**Exercise prompt:** Pull out the rows from the line containing "find dirt ground" through the end of the rows, and copy them word for word. Leave the pictures out of your answer.

━━━ Record extracts

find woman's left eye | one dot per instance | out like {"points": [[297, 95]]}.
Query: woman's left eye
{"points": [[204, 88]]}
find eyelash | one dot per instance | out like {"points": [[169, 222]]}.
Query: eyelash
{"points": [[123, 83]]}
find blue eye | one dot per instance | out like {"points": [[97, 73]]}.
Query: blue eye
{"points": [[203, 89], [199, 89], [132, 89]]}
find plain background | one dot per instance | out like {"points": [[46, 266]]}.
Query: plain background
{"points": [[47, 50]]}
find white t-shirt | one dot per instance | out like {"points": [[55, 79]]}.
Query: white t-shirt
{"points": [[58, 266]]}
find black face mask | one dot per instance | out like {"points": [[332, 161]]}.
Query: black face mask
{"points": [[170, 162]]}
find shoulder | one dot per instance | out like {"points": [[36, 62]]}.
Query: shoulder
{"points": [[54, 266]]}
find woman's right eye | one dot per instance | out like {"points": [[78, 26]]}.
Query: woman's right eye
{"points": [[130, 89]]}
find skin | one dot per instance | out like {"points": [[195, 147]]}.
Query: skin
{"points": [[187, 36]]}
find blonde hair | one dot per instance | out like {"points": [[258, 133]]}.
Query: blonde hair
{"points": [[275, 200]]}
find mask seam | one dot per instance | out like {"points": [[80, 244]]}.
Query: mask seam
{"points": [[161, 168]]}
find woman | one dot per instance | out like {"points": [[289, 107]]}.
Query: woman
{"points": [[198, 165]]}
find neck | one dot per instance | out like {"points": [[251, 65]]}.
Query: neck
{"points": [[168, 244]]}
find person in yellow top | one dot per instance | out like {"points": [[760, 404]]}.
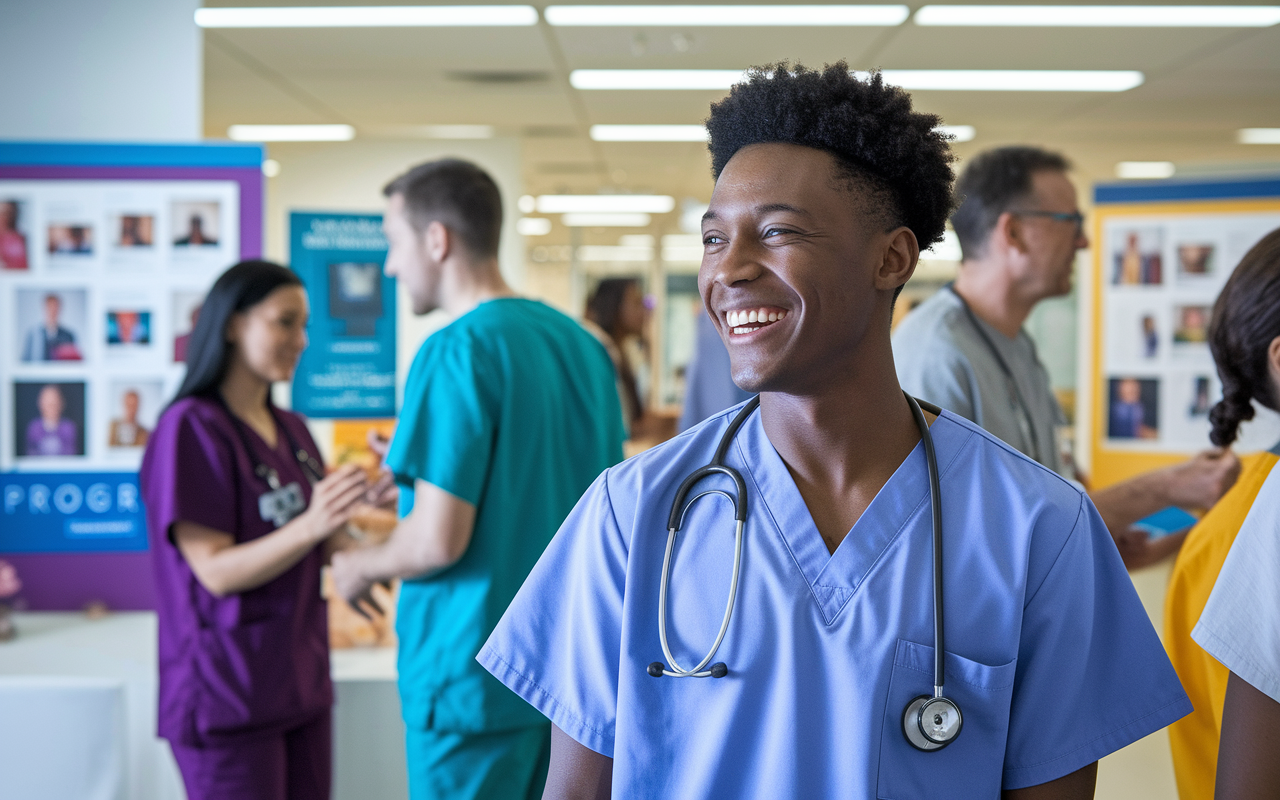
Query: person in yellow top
{"points": [[1243, 332]]}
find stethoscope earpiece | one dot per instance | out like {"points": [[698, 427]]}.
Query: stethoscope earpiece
{"points": [[717, 671]]}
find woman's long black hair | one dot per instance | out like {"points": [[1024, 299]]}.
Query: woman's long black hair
{"points": [[1246, 320], [237, 289], [604, 307]]}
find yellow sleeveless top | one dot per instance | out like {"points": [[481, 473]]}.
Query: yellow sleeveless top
{"points": [[1193, 739]]}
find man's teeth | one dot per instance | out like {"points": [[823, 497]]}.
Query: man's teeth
{"points": [[758, 316]]}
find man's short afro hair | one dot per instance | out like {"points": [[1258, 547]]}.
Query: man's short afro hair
{"points": [[867, 126]]}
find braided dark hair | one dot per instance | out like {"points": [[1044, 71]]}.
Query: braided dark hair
{"points": [[1246, 320]]}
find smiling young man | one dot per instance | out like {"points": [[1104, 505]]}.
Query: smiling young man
{"points": [[826, 190]]}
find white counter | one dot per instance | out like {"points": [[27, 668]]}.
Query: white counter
{"points": [[369, 736]]}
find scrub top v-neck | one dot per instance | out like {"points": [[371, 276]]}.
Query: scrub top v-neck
{"points": [[1050, 652]]}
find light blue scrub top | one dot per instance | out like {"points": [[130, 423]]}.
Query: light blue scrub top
{"points": [[1050, 654], [511, 407]]}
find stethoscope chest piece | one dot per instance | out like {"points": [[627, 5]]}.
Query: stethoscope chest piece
{"points": [[931, 722]]}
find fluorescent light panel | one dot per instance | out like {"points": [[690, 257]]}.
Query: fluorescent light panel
{"points": [[615, 252], [368, 17], [291, 133], [923, 80], [604, 220], [698, 133], [533, 225], [1101, 16], [604, 204], [1258, 136], [649, 133], [726, 16], [1144, 169]]}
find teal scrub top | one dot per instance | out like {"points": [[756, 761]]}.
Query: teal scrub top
{"points": [[512, 407]]}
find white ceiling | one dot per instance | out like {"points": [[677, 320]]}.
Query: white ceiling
{"points": [[1202, 85]]}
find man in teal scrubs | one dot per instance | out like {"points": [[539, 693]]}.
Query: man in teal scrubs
{"points": [[510, 412]]}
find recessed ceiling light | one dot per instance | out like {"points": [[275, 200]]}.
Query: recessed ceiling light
{"points": [[654, 78], [615, 252], [291, 133], [1102, 16], [1015, 80], [368, 17], [1144, 169], [726, 16], [1258, 136], [456, 132], [924, 80], [533, 225], [958, 133], [606, 204], [649, 133], [606, 220]]}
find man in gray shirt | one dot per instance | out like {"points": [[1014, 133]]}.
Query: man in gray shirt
{"points": [[965, 350]]}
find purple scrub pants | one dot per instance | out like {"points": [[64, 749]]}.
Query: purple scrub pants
{"points": [[296, 764]]}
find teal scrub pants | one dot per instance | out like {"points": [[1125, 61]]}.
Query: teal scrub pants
{"points": [[499, 766]]}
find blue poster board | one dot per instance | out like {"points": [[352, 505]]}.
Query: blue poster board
{"points": [[348, 370], [104, 229]]}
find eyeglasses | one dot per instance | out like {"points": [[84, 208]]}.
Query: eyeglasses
{"points": [[1075, 218]]}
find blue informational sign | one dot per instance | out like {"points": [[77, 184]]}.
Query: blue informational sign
{"points": [[348, 370], [71, 512]]}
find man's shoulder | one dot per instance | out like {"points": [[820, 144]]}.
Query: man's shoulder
{"points": [[672, 457], [1018, 476], [940, 316]]}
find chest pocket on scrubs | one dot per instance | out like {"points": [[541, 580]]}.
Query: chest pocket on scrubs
{"points": [[969, 767]]}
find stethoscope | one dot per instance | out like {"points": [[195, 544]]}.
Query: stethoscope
{"points": [[929, 722], [1015, 394], [311, 467]]}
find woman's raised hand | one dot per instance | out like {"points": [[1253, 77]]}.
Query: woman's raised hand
{"points": [[333, 501]]}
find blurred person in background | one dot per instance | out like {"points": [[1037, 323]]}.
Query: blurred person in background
{"points": [[709, 385], [240, 515], [510, 414], [965, 350], [1244, 338], [50, 433]]}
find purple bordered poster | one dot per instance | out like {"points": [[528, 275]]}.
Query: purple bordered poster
{"points": [[105, 255]]}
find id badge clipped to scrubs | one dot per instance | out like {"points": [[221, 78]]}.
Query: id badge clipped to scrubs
{"points": [[282, 504]]}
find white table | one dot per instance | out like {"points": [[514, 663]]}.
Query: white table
{"points": [[62, 737], [120, 649]]}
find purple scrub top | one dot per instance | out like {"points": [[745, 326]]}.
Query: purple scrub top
{"points": [[254, 662]]}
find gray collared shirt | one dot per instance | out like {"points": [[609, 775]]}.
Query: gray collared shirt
{"points": [[949, 357]]}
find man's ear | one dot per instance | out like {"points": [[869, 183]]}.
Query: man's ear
{"points": [[901, 255], [1274, 365], [438, 241]]}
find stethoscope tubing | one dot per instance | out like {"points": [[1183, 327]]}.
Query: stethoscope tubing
{"points": [[931, 460]]}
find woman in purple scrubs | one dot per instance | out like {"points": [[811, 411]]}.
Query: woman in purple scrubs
{"points": [[238, 508]]}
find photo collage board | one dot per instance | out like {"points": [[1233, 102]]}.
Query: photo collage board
{"points": [[1160, 277], [100, 284]]}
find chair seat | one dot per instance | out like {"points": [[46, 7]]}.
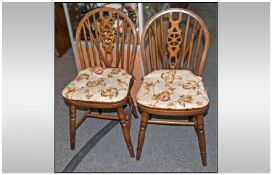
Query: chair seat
{"points": [[96, 84], [172, 89]]}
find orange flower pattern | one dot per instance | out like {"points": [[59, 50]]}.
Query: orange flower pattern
{"points": [[99, 84], [172, 89]]}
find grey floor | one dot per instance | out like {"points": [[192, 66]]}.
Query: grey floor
{"points": [[166, 148]]}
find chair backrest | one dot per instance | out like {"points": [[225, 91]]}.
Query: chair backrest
{"points": [[175, 39], [106, 37]]}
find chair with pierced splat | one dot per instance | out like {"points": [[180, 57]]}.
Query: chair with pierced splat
{"points": [[106, 43], [173, 66]]}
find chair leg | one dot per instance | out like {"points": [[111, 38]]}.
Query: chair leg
{"points": [[72, 113], [134, 112], [125, 129], [201, 139], [144, 123]]}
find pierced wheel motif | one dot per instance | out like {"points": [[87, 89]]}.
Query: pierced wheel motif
{"points": [[174, 40], [107, 33]]}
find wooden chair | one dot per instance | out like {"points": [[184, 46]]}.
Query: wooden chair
{"points": [[106, 43], [174, 46]]}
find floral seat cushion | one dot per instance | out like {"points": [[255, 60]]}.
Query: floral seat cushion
{"points": [[172, 89], [96, 84]]}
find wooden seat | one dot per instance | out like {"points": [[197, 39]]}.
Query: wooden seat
{"points": [[174, 46], [106, 42]]}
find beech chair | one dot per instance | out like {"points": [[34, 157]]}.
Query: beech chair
{"points": [[106, 43], [174, 46]]}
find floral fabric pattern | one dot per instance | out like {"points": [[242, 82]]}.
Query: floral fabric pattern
{"points": [[172, 89], [98, 84]]}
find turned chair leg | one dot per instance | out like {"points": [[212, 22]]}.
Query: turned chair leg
{"points": [[201, 138], [144, 122], [125, 129], [131, 104], [72, 113]]}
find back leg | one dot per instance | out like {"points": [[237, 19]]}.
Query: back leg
{"points": [[201, 139]]}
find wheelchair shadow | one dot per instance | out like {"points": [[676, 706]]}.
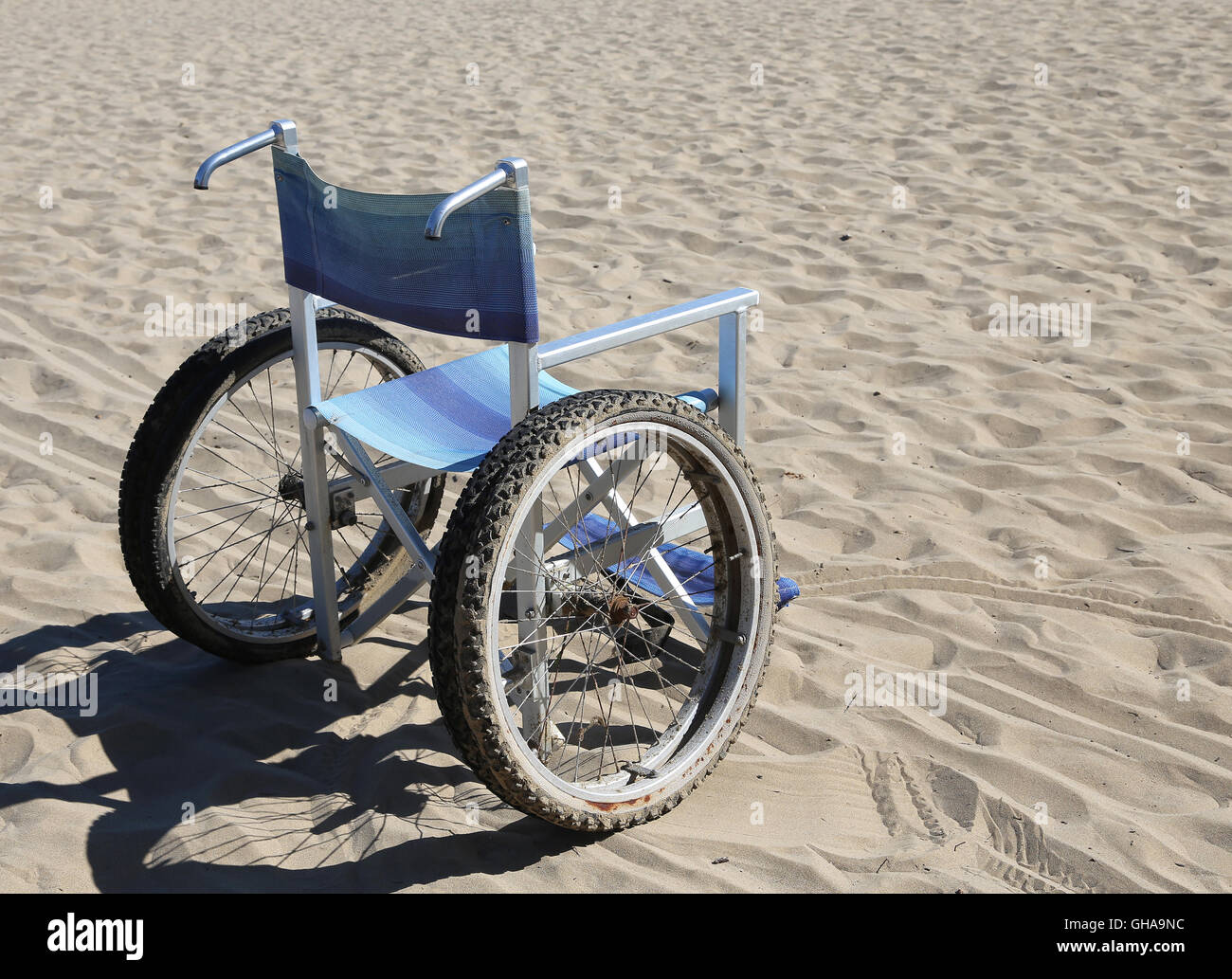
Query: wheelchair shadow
{"points": [[281, 801]]}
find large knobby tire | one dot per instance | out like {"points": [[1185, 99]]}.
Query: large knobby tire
{"points": [[464, 596], [158, 452]]}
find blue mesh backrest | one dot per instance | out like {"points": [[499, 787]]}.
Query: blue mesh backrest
{"points": [[368, 251]]}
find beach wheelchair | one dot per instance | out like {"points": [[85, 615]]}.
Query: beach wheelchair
{"points": [[603, 599]]}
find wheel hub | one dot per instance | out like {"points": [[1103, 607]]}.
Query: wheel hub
{"points": [[291, 488]]}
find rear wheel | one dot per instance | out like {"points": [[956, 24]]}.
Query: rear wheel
{"points": [[210, 500], [598, 683]]}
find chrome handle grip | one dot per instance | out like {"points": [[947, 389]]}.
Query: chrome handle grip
{"points": [[281, 132], [461, 198], [510, 172]]}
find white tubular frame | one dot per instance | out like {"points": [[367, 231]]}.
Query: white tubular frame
{"points": [[525, 361]]}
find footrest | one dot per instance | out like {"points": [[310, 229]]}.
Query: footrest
{"points": [[694, 569]]}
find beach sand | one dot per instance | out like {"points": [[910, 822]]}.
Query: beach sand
{"points": [[898, 170]]}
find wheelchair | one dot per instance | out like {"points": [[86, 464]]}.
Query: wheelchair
{"points": [[603, 599]]}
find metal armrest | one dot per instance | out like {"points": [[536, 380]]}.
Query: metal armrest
{"points": [[626, 332], [731, 307]]}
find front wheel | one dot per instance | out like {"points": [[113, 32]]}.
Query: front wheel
{"points": [[603, 608], [210, 499]]}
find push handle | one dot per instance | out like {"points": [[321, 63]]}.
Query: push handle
{"points": [[282, 132], [509, 172]]}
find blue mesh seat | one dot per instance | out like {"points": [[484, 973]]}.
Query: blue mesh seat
{"points": [[446, 418]]}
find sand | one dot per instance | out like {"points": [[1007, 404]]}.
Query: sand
{"points": [[897, 172]]}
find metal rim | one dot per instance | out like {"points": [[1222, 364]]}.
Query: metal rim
{"points": [[295, 620], [723, 662]]}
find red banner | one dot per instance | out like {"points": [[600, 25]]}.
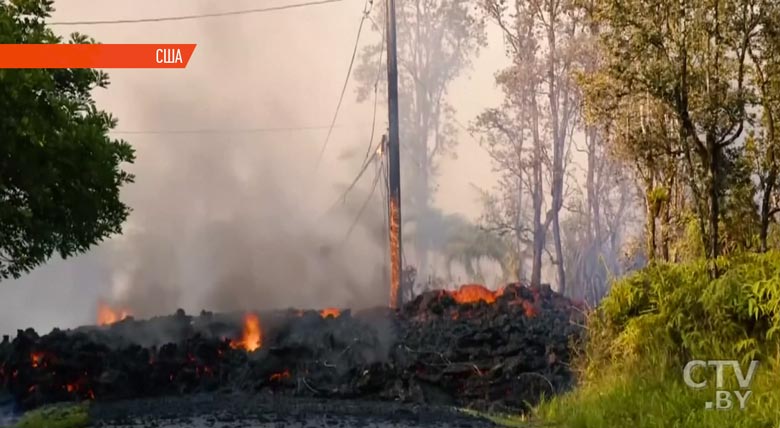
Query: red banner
{"points": [[96, 56]]}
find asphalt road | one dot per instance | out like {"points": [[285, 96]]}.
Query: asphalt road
{"points": [[247, 411]]}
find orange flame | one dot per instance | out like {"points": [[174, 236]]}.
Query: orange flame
{"points": [[281, 375], [330, 312], [471, 293], [395, 253], [108, 315], [36, 358], [252, 337]]}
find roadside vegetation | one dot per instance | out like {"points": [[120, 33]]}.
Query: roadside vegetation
{"points": [[655, 321], [56, 416]]}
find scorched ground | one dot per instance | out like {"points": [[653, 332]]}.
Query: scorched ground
{"points": [[474, 348]]}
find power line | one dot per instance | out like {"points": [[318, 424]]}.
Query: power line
{"points": [[343, 197], [197, 16], [221, 131], [377, 176], [366, 11], [376, 93]]}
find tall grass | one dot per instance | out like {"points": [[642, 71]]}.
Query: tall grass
{"points": [[652, 323]]}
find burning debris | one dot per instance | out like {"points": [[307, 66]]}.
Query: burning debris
{"points": [[252, 337], [471, 347], [106, 315]]}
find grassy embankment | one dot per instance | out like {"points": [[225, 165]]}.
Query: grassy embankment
{"points": [[56, 416], [653, 323]]}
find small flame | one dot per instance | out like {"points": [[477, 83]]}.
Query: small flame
{"points": [[471, 293], [330, 312], [281, 375], [36, 358], [252, 337], [108, 315]]}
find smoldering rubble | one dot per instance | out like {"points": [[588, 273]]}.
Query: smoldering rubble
{"points": [[473, 347]]}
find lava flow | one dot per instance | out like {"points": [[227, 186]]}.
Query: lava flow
{"points": [[279, 376], [108, 315], [35, 359], [252, 337], [471, 293], [330, 312]]}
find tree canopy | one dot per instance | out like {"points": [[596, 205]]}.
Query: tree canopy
{"points": [[60, 171]]}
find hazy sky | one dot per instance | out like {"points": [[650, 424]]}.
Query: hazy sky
{"points": [[258, 193]]}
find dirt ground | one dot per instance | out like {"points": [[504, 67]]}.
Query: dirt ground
{"points": [[247, 411]]}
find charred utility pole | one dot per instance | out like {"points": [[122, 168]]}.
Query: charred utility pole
{"points": [[394, 162]]}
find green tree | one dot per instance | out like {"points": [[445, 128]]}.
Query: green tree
{"points": [[437, 40], [690, 57], [60, 172]]}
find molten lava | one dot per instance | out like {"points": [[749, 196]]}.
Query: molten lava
{"points": [[108, 315], [252, 337], [35, 359], [281, 375], [472, 293], [330, 312]]}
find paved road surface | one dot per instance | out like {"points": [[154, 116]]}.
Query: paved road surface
{"points": [[242, 411]]}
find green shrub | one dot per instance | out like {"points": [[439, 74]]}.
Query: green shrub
{"points": [[655, 321]]}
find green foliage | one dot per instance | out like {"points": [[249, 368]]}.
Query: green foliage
{"points": [[60, 172], [57, 416], [658, 319], [647, 400], [665, 305]]}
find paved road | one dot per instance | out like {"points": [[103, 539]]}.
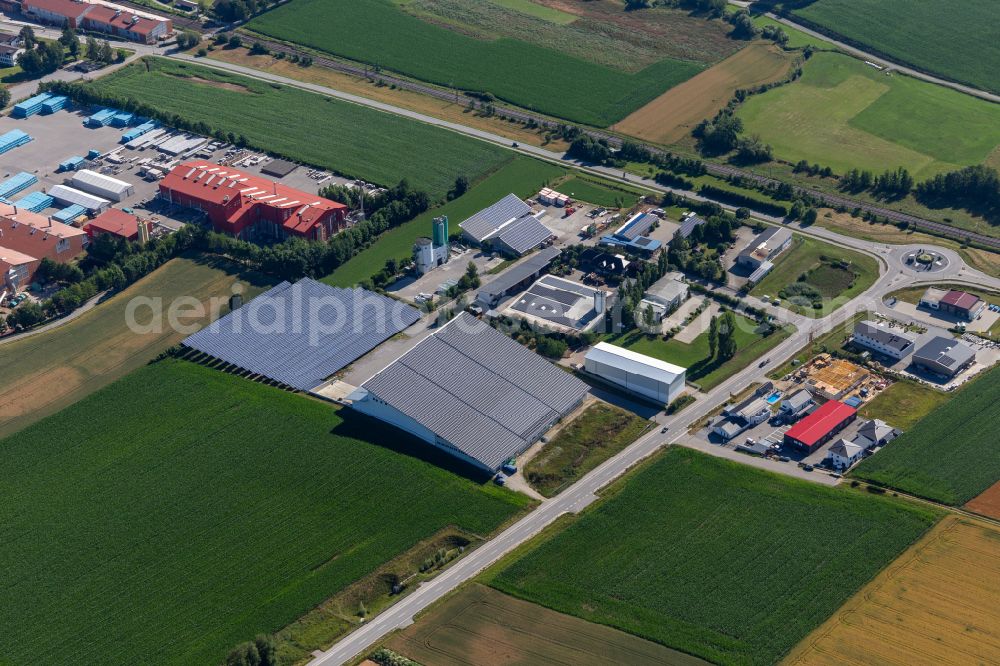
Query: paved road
{"points": [[894, 274]]}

━━━━━━

**Exercise solution:**
find dirt ground | one dot per instance | out like {"points": [[504, 67]]}.
Query: dirt ground
{"points": [[247, 411]]}
find charred utility pole | one dot per instance | out like {"points": [[122, 168]]}.
Query: charred utility pole
{"points": [[394, 162]]}
find green tree | one dot per instance | out like {"points": [[445, 128]]}.
Query: green tree
{"points": [[437, 40], [690, 57], [60, 172]]}
find molten lava | one dot per instance | out like {"points": [[749, 196]]}.
Query: molten lava
{"points": [[108, 315], [252, 337], [35, 359], [281, 375], [472, 293], [330, 312]]}
find paved road surface | one dot per instance | out like {"points": [[154, 116]]}.
Query: paved road surface
{"points": [[242, 411]]}
find green shrub | one dot per instance | out like {"points": [[439, 74]]}.
Query: green shrub
{"points": [[655, 321]]}
find green foliage | one dot per instance | out like {"points": [[249, 368]]}.
Query: green foliage
{"points": [[60, 172], [57, 416], [658, 319], [647, 400], [665, 305]]}
find paved road | one dot per instance | out like {"points": [[103, 539]]}.
Query: paved road
{"points": [[894, 274]]}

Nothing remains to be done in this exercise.